> [Extracted material]
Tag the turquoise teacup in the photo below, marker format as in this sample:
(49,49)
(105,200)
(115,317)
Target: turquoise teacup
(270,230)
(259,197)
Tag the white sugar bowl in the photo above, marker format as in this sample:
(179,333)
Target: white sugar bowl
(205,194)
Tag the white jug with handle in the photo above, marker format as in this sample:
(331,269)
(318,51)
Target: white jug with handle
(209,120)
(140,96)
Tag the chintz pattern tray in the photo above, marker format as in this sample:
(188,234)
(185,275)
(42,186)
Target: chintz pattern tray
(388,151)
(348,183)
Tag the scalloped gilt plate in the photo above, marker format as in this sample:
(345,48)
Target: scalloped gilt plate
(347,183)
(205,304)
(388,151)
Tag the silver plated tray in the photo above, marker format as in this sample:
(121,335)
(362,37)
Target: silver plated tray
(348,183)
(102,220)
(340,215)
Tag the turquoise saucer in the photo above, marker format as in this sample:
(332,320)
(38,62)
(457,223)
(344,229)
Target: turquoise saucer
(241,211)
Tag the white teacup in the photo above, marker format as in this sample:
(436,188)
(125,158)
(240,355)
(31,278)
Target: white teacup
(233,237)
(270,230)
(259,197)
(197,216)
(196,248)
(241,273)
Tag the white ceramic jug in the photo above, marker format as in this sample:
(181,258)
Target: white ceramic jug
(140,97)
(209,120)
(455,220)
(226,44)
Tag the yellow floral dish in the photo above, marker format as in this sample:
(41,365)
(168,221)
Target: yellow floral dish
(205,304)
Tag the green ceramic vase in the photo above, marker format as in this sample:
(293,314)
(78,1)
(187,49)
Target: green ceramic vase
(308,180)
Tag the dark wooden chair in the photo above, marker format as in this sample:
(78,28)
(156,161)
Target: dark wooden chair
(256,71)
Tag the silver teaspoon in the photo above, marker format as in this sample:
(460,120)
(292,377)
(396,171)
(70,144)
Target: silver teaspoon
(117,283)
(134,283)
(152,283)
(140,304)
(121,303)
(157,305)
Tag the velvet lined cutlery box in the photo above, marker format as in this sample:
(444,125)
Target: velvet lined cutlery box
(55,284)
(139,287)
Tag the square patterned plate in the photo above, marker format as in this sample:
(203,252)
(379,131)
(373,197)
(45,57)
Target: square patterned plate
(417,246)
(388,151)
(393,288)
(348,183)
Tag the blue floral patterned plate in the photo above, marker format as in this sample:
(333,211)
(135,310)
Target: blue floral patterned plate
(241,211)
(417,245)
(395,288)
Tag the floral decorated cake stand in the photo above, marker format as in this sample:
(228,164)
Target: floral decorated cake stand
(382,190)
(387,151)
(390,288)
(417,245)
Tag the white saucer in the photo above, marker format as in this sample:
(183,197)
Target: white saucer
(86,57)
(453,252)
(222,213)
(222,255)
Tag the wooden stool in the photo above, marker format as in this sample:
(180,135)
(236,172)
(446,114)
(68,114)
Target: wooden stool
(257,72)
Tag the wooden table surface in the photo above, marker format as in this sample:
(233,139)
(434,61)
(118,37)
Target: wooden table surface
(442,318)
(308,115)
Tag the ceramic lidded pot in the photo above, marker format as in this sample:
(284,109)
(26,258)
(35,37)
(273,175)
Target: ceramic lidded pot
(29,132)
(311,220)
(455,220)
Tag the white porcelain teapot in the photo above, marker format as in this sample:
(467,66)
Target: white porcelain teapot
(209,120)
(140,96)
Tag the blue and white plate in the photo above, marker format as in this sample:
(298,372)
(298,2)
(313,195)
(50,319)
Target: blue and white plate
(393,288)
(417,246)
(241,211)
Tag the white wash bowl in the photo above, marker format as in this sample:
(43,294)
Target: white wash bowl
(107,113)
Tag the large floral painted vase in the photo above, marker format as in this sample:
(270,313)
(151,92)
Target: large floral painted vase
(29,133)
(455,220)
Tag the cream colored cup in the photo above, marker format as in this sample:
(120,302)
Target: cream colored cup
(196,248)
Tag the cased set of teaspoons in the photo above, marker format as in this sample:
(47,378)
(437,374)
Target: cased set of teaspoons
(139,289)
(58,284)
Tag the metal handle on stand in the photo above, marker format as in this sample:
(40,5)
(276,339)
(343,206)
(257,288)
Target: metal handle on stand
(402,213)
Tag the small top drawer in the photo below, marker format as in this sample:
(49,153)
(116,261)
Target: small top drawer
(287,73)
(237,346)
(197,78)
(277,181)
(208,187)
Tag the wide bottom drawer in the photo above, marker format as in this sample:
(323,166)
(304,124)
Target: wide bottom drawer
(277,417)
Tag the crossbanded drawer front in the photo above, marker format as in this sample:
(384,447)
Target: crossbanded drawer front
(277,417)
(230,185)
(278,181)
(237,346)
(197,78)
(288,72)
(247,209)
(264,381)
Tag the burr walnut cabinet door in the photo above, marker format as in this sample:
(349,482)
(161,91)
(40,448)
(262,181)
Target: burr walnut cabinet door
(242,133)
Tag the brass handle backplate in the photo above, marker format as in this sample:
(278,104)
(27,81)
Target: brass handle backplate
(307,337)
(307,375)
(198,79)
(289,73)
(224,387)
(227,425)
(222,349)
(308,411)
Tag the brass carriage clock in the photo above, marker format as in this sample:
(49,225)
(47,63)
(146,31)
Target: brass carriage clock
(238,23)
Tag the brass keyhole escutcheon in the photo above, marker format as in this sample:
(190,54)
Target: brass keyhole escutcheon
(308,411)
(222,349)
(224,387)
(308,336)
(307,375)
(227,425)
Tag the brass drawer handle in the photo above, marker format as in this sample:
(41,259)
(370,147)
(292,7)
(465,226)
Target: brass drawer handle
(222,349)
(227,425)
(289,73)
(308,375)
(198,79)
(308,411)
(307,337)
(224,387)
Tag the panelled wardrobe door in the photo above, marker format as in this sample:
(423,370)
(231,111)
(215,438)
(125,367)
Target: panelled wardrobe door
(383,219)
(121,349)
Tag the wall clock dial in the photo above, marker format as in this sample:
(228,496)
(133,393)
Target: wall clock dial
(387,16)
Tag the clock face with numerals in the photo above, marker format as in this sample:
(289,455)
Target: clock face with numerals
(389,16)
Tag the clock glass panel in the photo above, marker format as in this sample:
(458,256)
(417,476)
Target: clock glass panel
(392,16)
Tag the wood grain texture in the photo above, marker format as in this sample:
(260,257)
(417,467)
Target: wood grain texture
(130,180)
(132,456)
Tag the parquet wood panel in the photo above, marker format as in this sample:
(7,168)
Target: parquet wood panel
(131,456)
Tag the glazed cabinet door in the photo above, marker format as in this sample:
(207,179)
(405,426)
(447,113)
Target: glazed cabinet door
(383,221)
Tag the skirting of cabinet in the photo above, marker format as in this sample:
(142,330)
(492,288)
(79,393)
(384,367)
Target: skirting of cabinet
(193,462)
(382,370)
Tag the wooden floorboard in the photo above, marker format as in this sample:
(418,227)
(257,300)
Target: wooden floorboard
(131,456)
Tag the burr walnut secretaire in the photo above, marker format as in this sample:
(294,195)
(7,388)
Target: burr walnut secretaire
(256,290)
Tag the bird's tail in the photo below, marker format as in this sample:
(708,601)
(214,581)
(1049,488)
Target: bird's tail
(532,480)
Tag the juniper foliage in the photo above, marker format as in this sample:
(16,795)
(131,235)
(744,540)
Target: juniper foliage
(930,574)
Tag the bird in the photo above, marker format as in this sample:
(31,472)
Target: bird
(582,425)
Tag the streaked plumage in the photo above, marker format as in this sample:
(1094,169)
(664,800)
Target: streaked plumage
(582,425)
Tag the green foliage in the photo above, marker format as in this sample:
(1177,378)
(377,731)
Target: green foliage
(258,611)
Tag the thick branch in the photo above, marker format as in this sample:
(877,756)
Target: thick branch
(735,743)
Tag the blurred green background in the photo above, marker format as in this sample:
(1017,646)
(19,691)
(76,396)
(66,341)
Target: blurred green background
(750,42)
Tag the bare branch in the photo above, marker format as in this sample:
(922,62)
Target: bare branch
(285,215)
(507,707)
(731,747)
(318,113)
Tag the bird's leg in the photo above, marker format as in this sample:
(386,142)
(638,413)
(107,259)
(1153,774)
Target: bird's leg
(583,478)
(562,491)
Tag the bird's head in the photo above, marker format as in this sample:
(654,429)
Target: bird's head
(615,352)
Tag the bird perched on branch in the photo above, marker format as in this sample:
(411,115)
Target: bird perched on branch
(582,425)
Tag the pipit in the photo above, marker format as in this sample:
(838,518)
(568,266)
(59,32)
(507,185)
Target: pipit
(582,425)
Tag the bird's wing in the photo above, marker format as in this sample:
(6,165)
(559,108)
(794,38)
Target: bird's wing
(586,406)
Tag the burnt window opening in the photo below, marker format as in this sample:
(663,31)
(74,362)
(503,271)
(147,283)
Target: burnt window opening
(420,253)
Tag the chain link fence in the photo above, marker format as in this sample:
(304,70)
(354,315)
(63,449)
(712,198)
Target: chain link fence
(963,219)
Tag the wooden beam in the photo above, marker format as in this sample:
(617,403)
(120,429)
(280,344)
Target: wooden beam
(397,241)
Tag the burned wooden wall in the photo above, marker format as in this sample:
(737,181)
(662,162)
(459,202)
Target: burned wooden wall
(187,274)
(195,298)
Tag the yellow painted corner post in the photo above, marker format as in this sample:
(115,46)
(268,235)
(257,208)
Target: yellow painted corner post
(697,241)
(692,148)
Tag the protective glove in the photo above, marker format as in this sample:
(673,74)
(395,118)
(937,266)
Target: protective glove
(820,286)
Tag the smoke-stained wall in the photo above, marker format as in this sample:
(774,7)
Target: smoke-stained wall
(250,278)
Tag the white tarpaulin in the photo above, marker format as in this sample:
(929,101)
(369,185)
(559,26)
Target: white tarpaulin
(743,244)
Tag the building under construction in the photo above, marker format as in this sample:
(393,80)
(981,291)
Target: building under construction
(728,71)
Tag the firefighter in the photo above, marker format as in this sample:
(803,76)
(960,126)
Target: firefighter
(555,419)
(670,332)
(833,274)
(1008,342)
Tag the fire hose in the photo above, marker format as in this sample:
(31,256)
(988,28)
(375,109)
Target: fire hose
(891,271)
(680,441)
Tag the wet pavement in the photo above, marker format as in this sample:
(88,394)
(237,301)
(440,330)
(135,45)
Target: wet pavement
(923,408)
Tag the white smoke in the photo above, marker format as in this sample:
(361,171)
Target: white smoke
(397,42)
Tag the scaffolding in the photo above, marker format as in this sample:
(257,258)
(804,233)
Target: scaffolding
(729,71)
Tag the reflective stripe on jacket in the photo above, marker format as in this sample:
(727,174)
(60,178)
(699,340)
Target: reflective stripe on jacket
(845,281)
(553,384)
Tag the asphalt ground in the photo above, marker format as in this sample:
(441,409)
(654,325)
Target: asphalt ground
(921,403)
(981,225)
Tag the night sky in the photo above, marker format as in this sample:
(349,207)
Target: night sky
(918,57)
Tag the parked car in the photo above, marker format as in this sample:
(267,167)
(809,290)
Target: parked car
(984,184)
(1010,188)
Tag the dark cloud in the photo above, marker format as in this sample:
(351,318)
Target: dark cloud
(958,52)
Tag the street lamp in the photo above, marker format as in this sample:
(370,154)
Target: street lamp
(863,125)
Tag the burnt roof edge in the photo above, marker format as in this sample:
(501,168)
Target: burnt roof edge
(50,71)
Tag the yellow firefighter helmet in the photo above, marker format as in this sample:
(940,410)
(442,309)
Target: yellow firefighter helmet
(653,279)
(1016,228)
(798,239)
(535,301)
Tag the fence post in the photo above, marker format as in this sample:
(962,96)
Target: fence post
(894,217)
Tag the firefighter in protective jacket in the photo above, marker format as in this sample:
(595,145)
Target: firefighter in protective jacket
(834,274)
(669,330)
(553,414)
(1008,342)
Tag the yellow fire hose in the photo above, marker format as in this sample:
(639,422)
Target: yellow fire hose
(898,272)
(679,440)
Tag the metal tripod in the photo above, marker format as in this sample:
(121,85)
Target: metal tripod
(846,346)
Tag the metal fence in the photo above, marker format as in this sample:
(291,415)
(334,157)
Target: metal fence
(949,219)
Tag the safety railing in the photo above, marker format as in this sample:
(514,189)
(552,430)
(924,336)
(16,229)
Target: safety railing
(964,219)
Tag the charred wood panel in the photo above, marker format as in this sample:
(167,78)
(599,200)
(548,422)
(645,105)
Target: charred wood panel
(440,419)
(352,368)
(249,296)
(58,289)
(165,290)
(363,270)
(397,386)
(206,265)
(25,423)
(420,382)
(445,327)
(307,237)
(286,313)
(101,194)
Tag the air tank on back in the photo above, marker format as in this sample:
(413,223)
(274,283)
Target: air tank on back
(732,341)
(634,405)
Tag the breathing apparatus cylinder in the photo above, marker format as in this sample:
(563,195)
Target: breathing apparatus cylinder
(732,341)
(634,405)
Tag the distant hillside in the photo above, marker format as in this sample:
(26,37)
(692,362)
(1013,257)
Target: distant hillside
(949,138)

> [Your instructions] Only the lines from the one that contains "Tag the yellow fire hose" to the end of the data should be output, exactly as they appear.

> [Solution to the problem]
Tag the yellow fire hose in the photo above, marker format as in this sample:
(639,422)
Target: yellow fire hose
(898,272)
(679,440)
Tag the metal tripod in the photo above, marker format as in this sample:
(121,85)
Target: metal tripod
(846,346)
Tag the metal fence in the photo above, marker format as in this sample:
(291,415)
(334,157)
Target: metal fence
(949,219)
Tag the safety railing in the photo above, marker format as in this sample:
(514,189)
(552,430)
(924,336)
(16,229)
Target: safety railing
(964,219)
Tag the charred wood panel in the photo above, marker format as in this sample:
(167,78)
(599,200)
(548,422)
(645,105)
Target: charred wood panel
(440,419)
(352,368)
(249,296)
(58,289)
(165,290)
(363,270)
(397,386)
(206,265)
(25,423)
(420,382)
(445,327)
(307,237)
(286,313)
(101,194)
Tag the air tank on back in the photo above, marker format as in this sample:
(413,223)
(274,283)
Target: air tank on back
(732,341)
(634,405)
Tag the breathing apparatus cylinder in the photo above, marker format as in this sample:
(563,195)
Target: breathing apparatus cylinder
(732,341)
(634,405)
Tag the distant hillside in the photo above, marker format as in this sample:
(26,37)
(692,362)
(1013,257)
Target: distant hillside
(949,138)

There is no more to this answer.